PROBLEM DESCRIPTION -
In the listing that follows, count each line containing the string "region" and report only the count.

--- DATA EXTRACTS Enclosed Below ---

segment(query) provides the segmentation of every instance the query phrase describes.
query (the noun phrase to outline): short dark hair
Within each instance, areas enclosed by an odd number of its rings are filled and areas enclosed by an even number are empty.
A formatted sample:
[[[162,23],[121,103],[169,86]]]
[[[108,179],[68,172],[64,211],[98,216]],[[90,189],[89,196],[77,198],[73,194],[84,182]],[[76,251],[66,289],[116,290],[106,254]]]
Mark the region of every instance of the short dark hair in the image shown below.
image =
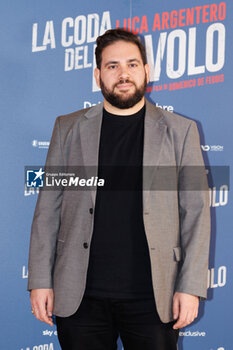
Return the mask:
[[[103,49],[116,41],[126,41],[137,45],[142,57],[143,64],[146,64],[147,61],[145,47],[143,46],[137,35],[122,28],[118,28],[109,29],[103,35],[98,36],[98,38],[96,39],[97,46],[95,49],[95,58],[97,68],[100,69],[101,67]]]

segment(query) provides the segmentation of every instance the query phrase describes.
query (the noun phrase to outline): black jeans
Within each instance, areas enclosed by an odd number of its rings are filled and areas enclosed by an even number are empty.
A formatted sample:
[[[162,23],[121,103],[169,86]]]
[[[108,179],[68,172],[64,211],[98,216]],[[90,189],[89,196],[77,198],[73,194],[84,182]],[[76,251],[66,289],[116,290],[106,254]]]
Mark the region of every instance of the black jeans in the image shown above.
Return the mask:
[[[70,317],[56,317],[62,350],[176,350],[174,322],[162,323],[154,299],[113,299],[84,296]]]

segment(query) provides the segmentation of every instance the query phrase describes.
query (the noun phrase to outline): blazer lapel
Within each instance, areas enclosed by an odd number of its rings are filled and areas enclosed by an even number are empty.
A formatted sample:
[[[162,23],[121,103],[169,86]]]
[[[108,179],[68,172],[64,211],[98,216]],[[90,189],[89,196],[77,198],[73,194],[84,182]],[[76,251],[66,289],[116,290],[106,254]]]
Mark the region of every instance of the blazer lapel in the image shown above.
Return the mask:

--- End of Enclosed DATA EXTRACTS ---
--- DATA EXTRACTS Enclosed Below ---

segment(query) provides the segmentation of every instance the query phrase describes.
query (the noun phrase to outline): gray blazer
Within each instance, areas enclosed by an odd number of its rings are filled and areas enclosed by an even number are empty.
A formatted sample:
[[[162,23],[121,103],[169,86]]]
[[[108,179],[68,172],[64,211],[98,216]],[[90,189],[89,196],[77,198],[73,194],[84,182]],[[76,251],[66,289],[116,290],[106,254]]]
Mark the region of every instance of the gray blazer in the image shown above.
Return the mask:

--- End of Enclosed DATA EXTRACTS ---

PROBLEM SOLUTION -
4